The exercise
Convert every item below into a row of a two-column CSV headed instruction and points, with the item's text in one quoted field and its answer in the other, and line breaks replaced by spaces. Leave the pictures out.

Dataset content
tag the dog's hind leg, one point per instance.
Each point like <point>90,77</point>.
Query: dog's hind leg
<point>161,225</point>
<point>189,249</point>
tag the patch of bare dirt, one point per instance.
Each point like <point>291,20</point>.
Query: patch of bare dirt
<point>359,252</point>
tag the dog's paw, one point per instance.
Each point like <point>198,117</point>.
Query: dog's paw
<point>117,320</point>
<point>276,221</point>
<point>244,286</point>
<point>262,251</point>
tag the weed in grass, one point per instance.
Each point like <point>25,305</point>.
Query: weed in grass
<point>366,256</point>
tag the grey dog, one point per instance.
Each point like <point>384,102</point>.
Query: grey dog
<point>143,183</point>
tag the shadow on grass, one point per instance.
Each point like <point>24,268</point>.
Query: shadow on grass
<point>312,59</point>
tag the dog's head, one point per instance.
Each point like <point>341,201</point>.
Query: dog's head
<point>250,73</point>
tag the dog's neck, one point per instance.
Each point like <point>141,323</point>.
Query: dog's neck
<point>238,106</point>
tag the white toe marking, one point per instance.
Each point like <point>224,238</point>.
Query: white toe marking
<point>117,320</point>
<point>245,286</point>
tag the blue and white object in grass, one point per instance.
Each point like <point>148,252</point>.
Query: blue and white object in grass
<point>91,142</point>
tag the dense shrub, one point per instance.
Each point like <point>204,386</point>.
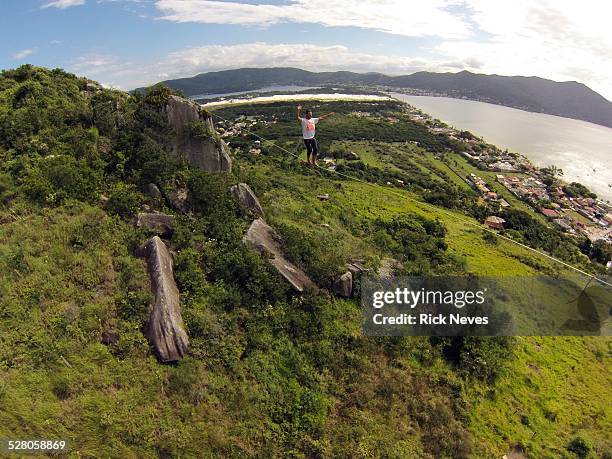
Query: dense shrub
<point>56,179</point>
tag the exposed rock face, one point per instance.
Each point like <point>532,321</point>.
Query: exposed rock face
<point>343,286</point>
<point>178,199</point>
<point>248,202</point>
<point>207,153</point>
<point>165,329</point>
<point>261,237</point>
<point>162,224</point>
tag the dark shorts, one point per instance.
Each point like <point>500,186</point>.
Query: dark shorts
<point>311,147</point>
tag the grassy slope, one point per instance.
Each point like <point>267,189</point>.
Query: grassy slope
<point>559,387</point>
<point>69,274</point>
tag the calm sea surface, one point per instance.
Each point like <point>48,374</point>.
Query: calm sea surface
<point>583,150</point>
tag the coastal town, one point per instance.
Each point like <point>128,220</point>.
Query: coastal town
<point>571,207</point>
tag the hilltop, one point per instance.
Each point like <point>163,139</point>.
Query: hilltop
<point>266,367</point>
<point>568,99</point>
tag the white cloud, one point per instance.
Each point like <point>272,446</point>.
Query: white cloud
<point>413,19</point>
<point>23,53</point>
<point>63,4</point>
<point>560,40</point>
<point>115,72</point>
<point>556,39</point>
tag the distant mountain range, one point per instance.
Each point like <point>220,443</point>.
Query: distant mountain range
<point>569,99</point>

Task result
instruction,points
"tag the dog's hind leg, one point per instance. Each point like <point>90,77</point>. Query: dog's hind leg","<point>161,225</point> <point>189,249</point>"
"tag the patch of bare dirt, one point per instance. Each point like <point>291,20</point>. Query: patch of bare dirt","<point>359,252</point>"
"tag the dog's paw, one point per instance. Each point like <point>198,117</point>. Query: dog's paw","<point>117,320</point> <point>276,221</point> <point>244,286</point> <point>262,251</point>"
"tag the weed in grass, one point per instance. Each point like <point>25,305</point>. Query: weed in grass","<point>366,256</point>"
"tag the grey dog, one point per instance. Each point like <point>384,102</point>. Query: grey dog","<point>143,183</point>"
"tag the shadow on grass, one point per instance. Each point like <point>24,268</point>. Query: shadow on grass","<point>312,59</point>"
"tag the dog's head, one point per instance. Each point like <point>341,201</point>. Query: dog's head","<point>250,73</point>"
"tag the dog's neck, one point per instance. Each point like <point>141,323</point>. Query: dog's neck","<point>238,106</point>"
"tag the white toe marking, one point per instance. Each point like <point>224,238</point>. Query: white toe marking","<point>117,320</point> <point>245,286</point>"
"tag the blue and white object in grass, one point per instance. Each point like <point>148,252</point>. Query: blue and white object in grass","<point>91,142</point>"
"tag the dense shrub, one point per instance. Each point like <point>204,386</point>. Query: dense shrub","<point>56,179</point>"
"tag the exposed rock face, one point per instance. Each point like <point>532,321</point>. Query: exposed rock face","<point>343,286</point> <point>178,199</point> <point>248,202</point> <point>207,153</point> <point>165,329</point> <point>261,237</point> <point>162,224</point>"
"tag the dark shorts, one point per instance. Each point like <point>500,186</point>. Query: dark shorts","<point>311,147</point>"
"tag the grassy slope, one point per instance. Each point like <point>267,189</point>. Query: grassy slope","<point>559,387</point> <point>69,274</point>"
"tag the calm sea surface, one point per instance. Each point like <point>48,374</point>. Query: calm sea surface","<point>583,150</point>"
"tag the coastal town, one point per instance. Each point like <point>128,220</point>. Query: coastal town","<point>571,207</point>"
"tag the hilltop, one point per instance. Each point like <point>163,139</point>. Query: hilltop","<point>266,367</point> <point>568,99</point>"
"tag the white cloud, one point per instance. Each point like <point>272,446</point>. Query: white cloud","<point>413,19</point> <point>23,53</point> <point>63,4</point> <point>560,40</point> <point>115,72</point> <point>556,39</point>"
"tag the distant mountain range, one point per instance. Each point like <point>220,443</point>. Query: distant mountain range","<point>569,99</point>"